→ **Provided text**
>>>

Performer: U2
Songwriters: Bono, The
Edge, Adam Clayton, Larry Mullen Jr.
Original
Release:
Pop
Year: 1997
Definitive
Version:
Popmart: Live from Mexico City, 1998. I love the Pop Muzik intro that brings
the band on stage.
Before
we get started, I have to say I’m coming off a New Year’s Eve celebration at
Martyr’s featuring Tributosaurus, and they’ve done it again. They became
Chicago, and I was wrong about something I wrote awhile ago (good ol’ no. 506).
Chicago wasn’t a really good band before Peter Cetera drove them off the edge
of wuss cliff; they were a genuinely great band, period (until Terry Kath unfortunately blew his brains out). I foresee 2014 being a
year where I buy a lot of Chicago.
Anyway,
although I missed the first concert at Ohio Stadium—Pink Floyd in 1988—I saw
almost every one thereafter, starting with Genesis in 1992. One of those was U2
on the Popmart tour in 1997.
Scott
got the tickets and came up with Shani to see the concert (and stay with me and
Debbie). For reasons I’ve forgotten, his seats were better than ours.
Our
seats still were pretty good. We were stage left maybe 10 yards in front of the
stage halfway up A deck. We still were about 150 feet from the stage, but up to
that point, they were the best seats I had for an Ohio Stadium show (only to be
eclipsed by The Rolling Stones later that year when Doug got us 15th-row
seats). Scott’s seats were on the field.

<<<

→ **Dataset records**

>>>

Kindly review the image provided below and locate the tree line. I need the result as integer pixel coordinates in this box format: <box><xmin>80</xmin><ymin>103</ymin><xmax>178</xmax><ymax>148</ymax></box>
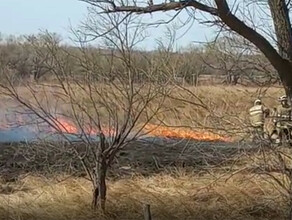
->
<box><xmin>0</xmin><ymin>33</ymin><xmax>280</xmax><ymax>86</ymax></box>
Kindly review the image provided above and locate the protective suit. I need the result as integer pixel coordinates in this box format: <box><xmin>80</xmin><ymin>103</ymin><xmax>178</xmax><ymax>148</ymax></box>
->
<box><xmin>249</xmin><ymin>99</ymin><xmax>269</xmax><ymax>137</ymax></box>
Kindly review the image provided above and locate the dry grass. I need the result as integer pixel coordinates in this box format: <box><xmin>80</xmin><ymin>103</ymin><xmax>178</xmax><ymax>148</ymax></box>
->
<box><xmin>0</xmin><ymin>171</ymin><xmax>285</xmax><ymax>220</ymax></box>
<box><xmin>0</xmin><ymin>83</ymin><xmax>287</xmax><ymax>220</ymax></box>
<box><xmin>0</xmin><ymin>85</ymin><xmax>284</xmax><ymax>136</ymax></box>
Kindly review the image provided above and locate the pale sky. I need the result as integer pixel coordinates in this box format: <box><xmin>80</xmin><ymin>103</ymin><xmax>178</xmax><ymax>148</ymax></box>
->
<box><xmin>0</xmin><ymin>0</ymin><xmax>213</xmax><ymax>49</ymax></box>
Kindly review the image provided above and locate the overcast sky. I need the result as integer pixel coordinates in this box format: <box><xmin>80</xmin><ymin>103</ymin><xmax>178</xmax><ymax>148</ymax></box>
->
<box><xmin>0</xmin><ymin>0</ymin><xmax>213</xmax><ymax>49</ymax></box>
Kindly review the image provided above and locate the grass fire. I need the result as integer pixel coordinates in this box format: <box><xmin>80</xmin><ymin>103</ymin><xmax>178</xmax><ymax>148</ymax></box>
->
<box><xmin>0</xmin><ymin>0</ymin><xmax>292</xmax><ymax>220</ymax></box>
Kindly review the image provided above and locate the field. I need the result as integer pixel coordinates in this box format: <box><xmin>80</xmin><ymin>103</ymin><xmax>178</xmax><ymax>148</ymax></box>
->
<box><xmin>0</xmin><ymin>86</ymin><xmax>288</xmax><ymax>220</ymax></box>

<<<

→ **To do**
In the post about the U2 Popmart concert above, rewrite the paragraph beginning "Our seats still were pretty good" as a short bulleted list that keeps its main facts.

→ **Problem solution**
- Our seats were still pretty good: stage left, about 10 yards in front of the stage, halfway up A deck.
- They were still about 150 feet from the stage.
- Up to then they were the best seats I'd had for an Ohio Stadium show.
- The Rolling Stones show later that year topped them, with 15th-row seats Doug got.
- Scott's seats were on the field.